> **PROBLEM DESCRIPTION**
Every record must be written out once more, with nothing added or omitted.

> **STORED RECORDS**

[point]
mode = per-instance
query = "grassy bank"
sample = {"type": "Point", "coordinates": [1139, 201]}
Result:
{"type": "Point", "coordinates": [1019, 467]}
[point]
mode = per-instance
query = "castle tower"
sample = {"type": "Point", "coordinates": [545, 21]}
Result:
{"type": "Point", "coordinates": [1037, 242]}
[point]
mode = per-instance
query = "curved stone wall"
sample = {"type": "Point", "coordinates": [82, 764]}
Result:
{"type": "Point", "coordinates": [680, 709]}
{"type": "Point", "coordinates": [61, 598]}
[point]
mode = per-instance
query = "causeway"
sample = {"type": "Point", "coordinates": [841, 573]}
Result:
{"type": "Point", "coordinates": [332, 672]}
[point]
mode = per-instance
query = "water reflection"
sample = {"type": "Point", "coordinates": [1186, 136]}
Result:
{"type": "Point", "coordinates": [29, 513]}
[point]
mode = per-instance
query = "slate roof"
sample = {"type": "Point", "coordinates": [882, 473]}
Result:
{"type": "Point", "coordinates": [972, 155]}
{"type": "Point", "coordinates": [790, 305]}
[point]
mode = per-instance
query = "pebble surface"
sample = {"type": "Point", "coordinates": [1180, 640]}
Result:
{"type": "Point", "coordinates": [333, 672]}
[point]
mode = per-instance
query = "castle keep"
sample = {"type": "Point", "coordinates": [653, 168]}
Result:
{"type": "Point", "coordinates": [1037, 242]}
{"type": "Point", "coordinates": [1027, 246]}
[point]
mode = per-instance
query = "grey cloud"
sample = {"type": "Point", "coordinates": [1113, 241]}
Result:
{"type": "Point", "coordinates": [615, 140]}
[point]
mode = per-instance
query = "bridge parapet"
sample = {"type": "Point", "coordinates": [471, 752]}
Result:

> **SOLUTION BELOW**
[point]
mode = per-instance
query = "grassy bank"
sample = {"type": "Point", "coordinates": [1139, 201]}
Result:
{"type": "Point", "coordinates": [1019, 467]}
[point]
mode = per-instance
query = "castle tower"
sample = {"type": "Point", "coordinates": [545, 21]}
Result:
{"type": "Point", "coordinates": [1037, 242]}
[point]
mode = per-instance
query = "curved stone wall"
sample = {"type": "Point", "coordinates": [82, 764]}
Result:
{"type": "Point", "coordinates": [680, 709]}
{"type": "Point", "coordinates": [61, 598]}
[point]
mode = per-instance
query = "causeway"
sample = {"type": "Point", "coordinates": [841, 573]}
Result:
{"type": "Point", "coordinates": [332, 672]}
[point]
mode = per-instance
query = "water reflection"
sample = {"type": "Point", "coordinates": [1186, 136]}
Result:
{"type": "Point", "coordinates": [29, 513]}
[point]
mode = per-instance
query = "slate roof"
sample = {"type": "Point", "coordinates": [882, 473]}
Result:
{"type": "Point", "coordinates": [972, 155]}
{"type": "Point", "coordinates": [790, 305]}
[point]
mode = per-instance
query = "pebble surface"
sample = {"type": "Point", "coordinates": [1180, 640]}
Result:
{"type": "Point", "coordinates": [333, 672]}
[point]
mode = per-instance
query = "castle keep"
sample = {"type": "Point", "coordinates": [653, 168]}
Result:
{"type": "Point", "coordinates": [1037, 242]}
{"type": "Point", "coordinates": [1027, 246]}
[point]
mode = per-instance
query = "grey cloud"
sample = {"type": "Point", "coordinates": [1113, 241]}
Result:
{"type": "Point", "coordinates": [615, 140]}
[point]
mode = per-instance
query = "bridge parapet"
sample = {"type": "Point", "coordinates": [471, 752]}
Result:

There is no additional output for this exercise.